╔══
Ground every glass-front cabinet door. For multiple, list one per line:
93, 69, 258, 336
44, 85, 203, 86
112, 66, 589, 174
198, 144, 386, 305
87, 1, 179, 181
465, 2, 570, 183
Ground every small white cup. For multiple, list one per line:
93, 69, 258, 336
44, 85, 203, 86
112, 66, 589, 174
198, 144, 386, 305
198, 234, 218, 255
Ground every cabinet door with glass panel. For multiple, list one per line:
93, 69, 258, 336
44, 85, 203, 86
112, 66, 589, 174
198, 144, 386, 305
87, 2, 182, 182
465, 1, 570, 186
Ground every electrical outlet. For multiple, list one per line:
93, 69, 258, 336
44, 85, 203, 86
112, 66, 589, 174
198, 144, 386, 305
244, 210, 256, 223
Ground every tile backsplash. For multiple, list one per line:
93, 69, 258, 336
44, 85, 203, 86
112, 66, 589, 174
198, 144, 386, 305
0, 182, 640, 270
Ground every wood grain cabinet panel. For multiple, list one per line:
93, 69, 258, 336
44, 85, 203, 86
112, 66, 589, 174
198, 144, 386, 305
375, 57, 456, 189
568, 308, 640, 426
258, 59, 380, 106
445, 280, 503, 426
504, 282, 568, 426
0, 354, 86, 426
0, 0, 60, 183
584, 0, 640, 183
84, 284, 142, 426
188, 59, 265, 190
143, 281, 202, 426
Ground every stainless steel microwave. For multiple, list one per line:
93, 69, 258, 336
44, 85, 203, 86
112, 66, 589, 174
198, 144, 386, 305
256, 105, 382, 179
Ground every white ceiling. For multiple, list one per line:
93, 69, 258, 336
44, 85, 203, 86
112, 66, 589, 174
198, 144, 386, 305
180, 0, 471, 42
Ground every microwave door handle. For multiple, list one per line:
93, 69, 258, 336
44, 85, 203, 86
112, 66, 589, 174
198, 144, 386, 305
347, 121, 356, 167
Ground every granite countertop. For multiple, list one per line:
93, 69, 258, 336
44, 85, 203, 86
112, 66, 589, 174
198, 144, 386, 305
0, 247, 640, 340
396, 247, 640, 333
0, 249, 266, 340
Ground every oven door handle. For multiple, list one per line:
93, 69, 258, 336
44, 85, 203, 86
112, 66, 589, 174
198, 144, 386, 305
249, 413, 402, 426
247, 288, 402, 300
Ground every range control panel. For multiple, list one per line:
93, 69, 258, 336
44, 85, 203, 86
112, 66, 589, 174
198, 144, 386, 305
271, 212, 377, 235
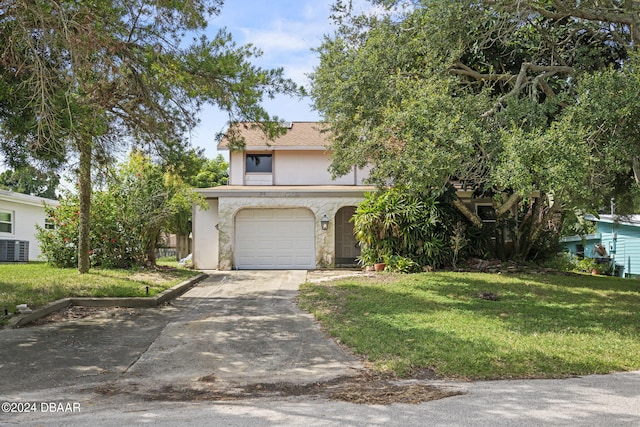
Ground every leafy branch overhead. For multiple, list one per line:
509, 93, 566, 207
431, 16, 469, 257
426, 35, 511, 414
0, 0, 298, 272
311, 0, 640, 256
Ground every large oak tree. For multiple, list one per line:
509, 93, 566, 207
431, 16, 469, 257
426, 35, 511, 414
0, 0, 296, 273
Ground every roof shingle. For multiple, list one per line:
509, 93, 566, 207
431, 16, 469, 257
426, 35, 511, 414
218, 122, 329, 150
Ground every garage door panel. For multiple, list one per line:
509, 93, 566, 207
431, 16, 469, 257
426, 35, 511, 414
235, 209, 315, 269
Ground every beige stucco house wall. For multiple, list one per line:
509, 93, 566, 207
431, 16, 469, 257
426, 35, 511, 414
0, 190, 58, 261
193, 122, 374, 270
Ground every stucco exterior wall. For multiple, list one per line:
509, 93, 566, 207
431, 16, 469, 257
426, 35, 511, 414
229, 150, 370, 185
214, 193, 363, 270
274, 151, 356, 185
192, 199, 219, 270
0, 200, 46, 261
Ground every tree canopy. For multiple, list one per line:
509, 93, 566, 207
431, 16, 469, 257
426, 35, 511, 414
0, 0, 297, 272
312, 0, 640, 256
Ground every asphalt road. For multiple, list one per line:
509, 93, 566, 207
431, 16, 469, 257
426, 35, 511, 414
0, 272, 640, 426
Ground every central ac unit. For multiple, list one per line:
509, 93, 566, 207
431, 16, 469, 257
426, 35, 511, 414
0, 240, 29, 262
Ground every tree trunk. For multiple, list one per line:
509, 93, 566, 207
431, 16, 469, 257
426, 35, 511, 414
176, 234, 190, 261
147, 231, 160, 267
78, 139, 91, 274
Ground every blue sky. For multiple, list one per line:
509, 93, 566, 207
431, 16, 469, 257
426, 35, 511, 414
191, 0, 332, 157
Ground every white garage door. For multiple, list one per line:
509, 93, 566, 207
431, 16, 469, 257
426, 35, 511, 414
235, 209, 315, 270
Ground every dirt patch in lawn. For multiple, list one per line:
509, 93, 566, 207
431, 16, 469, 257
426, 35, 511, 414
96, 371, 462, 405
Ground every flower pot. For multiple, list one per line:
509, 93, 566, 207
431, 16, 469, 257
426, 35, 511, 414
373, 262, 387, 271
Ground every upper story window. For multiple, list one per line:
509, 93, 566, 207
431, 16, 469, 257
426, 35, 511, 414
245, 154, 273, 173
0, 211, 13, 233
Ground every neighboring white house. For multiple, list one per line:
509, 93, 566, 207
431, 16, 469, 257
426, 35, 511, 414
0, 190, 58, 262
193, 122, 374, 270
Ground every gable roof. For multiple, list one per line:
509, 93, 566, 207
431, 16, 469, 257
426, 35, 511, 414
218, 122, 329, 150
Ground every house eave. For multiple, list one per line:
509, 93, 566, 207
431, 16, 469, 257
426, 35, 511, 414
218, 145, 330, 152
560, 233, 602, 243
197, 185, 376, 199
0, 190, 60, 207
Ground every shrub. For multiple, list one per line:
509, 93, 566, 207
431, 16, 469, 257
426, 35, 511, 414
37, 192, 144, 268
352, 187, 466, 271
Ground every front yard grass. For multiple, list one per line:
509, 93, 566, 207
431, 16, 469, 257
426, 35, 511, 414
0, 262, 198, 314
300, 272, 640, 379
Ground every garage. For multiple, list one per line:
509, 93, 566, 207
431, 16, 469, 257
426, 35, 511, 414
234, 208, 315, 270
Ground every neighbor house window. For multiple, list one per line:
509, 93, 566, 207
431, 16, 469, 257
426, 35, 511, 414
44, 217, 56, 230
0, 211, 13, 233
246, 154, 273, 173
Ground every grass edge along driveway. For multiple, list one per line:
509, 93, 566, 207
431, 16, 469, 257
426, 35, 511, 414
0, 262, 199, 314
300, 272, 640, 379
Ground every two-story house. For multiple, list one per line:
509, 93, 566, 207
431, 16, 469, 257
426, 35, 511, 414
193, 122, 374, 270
╚══
╔══
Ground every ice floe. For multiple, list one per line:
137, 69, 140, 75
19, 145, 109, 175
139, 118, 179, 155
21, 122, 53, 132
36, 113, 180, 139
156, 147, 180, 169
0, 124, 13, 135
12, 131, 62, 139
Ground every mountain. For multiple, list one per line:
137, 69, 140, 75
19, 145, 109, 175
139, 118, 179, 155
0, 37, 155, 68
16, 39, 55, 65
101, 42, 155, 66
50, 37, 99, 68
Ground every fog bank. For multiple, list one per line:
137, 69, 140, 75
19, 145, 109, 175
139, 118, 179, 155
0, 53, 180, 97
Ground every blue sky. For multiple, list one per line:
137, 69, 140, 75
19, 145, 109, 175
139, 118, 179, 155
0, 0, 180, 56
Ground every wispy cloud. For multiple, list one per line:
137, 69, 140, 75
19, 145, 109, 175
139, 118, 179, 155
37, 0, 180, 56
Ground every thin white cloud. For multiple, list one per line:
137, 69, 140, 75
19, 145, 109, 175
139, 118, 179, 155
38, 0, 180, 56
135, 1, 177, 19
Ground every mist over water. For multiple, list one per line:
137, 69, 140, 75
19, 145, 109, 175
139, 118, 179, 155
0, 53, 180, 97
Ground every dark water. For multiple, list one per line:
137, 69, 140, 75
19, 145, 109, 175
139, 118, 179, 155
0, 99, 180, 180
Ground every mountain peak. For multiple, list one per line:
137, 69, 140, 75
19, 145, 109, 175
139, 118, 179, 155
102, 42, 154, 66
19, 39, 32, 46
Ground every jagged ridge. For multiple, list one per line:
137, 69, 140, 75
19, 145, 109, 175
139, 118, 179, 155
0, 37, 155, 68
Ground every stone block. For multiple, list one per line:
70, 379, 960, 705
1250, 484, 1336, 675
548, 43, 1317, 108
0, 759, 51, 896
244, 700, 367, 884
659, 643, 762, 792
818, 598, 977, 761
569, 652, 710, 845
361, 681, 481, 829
╚══
— WHAT THIS TASK INVOLVES —
Extract every line of the items that contains the word "panel".

— TASK ANSWER —
Ground every cabinet door with glass panel. For multiple, list one per line:
Ground every wood grain cabinet panel. For multiple, list one per line:
Ground every range control panel. For multiple, list one per line:
Ground every garage door panel. For multiple, list one per line:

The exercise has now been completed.